**To do**
An exact copy of all the data is required.

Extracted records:

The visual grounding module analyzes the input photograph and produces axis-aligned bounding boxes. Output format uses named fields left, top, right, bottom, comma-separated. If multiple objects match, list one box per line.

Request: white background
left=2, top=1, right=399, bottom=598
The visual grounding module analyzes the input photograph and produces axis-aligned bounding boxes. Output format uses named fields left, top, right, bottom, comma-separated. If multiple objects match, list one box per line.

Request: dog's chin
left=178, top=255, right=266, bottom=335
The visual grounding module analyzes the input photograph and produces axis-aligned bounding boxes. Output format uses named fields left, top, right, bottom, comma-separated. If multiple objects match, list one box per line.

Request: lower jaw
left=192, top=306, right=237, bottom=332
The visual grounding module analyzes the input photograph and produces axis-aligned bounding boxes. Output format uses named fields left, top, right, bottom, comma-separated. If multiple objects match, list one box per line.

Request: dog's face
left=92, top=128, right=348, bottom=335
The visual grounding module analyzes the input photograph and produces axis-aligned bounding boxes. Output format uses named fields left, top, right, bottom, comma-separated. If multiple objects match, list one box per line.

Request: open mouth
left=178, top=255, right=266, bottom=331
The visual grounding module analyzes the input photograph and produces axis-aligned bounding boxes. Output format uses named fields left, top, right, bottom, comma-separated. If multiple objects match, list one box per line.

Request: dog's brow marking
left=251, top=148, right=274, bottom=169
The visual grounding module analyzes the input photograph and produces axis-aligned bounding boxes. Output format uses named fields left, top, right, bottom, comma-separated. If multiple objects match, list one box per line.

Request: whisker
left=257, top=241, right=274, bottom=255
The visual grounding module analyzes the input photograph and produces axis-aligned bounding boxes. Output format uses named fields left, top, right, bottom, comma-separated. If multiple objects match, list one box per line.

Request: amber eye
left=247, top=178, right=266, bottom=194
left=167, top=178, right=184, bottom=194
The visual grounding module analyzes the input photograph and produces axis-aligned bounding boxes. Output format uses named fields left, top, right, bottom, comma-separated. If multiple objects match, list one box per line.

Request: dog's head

**Reply to the exercise**
The visual grounding module analyzes the input photograph and produces axis-aligned bounding boxes. Output format uses named fields left, top, right, bottom, comma-separated. If multiple objects match, list one box per line.

Request: white background
left=2, top=1, right=399, bottom=598
The visual grounding module analyzes the input photograph and produces axis-aligned bounding boxes. Output format uses named fields left, top, right, bottom, comma-separated. If multiple objects match, list one box per line.

Request: dog's chin
left=178, top=255, right=266, bottom=335
The visual grounding module analyzes the input photograph and produces axis-aligned bounding boxes. Output format uses named fields left, top, right, bottom, comma-separated. If multiple objects match, list one box per line.

Request: lower jaw
left=192, top=306, right=237, bottom=332
The visual grounding module analyzes the input photograph and produces axis-aligned bounding boxes. Output format uses named fields left, top, right, bottom, comma-separated. If multiple objects match, list one box per line.

Request: dog's face
left=92, top=128, right=348, bottom=335
The visual grounding module analyzes the input photograph and produces axis-aligned bounding boxes. Output format uses named fields left, top, right, bottom, comma-separated. If multiple objects match, list one box per line.

Request: open mouth
left=178, top=255, right=266, bottom=331
The visual grounding module analyzes the input photograph and produces axis-aligned bounding boxes. Output format uses named fields left, top, right, bottom, comma-separated. If multiple objects match, list one box per line.

Request: dog's brow marking
left=251, top=148, right=274, bottom=169
The visual grounding module analyzes the input photograph and produces axis-aligned bounding boxes. Output format uses named fields left, top, right, bottom, comma-separated. If multiple objects match, list one box per line.

Request: whisker
left=257, top=241, right=274, bottom=255
The visual grounding module analyzes the input photograph and produces axis-aligned bounding boxes. Output format uses named fields left, top, right, bottom, comma-separated. If multiple objects match, list one box per line.

Request: amber eye
left=247, top=178, right=266, bottom=194
left=167, top=178, right=184, bottom=194
The visual grounding module analyzes the input photograph and produces axis-aligned bounding boxes. Output format uses named fields left, top, right, bottom, comma-separated. If multiple objects match, list one box per line.

Request: dog's head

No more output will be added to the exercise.